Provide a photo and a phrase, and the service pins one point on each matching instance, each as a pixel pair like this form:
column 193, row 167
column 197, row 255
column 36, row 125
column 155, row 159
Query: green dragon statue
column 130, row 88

◇ ◇ ◇ ◇ ◇ ◇ ◇

TO BE DONE: Can you copy out every line of the records above, word for word?

RESULT FOR THIS EXERCISE:
Provide a photo and a phrase, and the service pins one point on each matching instance, each as a pixel pair like this form:
column 193, row 167
column 197, row 255
column 36, row 125
column 155, row 159
Query: green dragon statue
column 130, row 88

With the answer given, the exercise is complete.